**** Lesetext ****

Oft denkt man, Attachment Parenting, das ist nur was für Babys und kleine Kinder. Das stimmt so nicht. In dieser Anfangszeit wird der Grundstein gelegt, doch auch darüber hinaus funktioniert AP.
Hätten wir uns als Teenager nicht auch eine verlässliche, enge Beziehung zu unserer Mutter gewünscht? Wenn ein Kind vom Baby zum Kleinkind und dann zum Teenager heranwächst, erlauben wir ihm langsam aber sicher größere Unabhängigkeit. Leider wird unsere Mutterrolle oftmals als „Alles oder Nichts“ betrachtet: Wir begleiten ein Kind beim Erwachsenwerden und dann, plötzlich, eines Tages, müssen wir es loslassen. Wir müssen uns einen neuen Blick auf unsere Mutterrolle angewöhnen: eine Verbindung zwischen Mutter und Kind, die für das gesamte Leben stark und stabil bleibt. Bis unsere Kinder in ihren frühen Zwanzigern sind, liegt es bei uns, diese Vision aufrecht zu erhalten. Während sie Teenager sind, können sich unsere Kinder mangels emotionaler Reife und Klarheit dieses lebenslange Band nicht einmal vorstellen oder ihre tatsächlichen Bindungsbedürfnisse zum Ausdruck bringen.

****

Deine Aufgaben —
A. Schreib aus dem Text über Attachment Parenting den Teil genau ab, der bei „Hätten wir uns“ anfängt und bei „zum Ausdruck bringen.“ aufhört.
B. Bis zu welchem Alter der Kinder liegt es laut dem Text über Attachment Parenting bei uns, die Vision einer lebenslangen Verbindung aufrechtzuerhalten?

**** Ausgangsmaterial ****

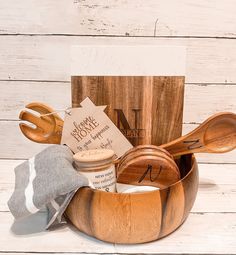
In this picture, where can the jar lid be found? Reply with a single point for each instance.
(93, 155)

****

Lösungen pro Aufgabe —
A.
Hätten wir uns als Teenager nicht auch eine verlässliche, enge Beziehung zu unserer Mutter gewünscht? Wenn ein Kind vom Baby zum Kleinkind und dann zum Teenager heranwächst, erlauben wir ihm langsam aber sicher größere Unabhängigkeit. Leider wird unsere Mutterrolle oftmals als „Alles oder Nichts“ betrachtet: Wir begleiten ein Kind beim Erwachsenwerden und dann, plötzlich, eines Tages, müssen wir es loslassen. Wir müssen uns einen neuen Blick auf unsere Mutterrolle angewöhnen: eine Verbindung zwischen Mutter und Kind, die für das gesamte Leben stark und stabil bleibt. Bis unsere Kinder in ihren frühen Zwanzigern sind, liegt es bei uns, diese Vision aufrecht zu erhalten. Während sie Teenager sind, können sich unsere Kinder mangels emotionaler Reife und Klarheit dieses lebenslange Band nicht einmal vorstellen oder ihre tatsächlichen Bindungsbedürfnisse zum Ausdruck bringen.

B. Bis die Kinder in ihren frühen Zwanzigern sind.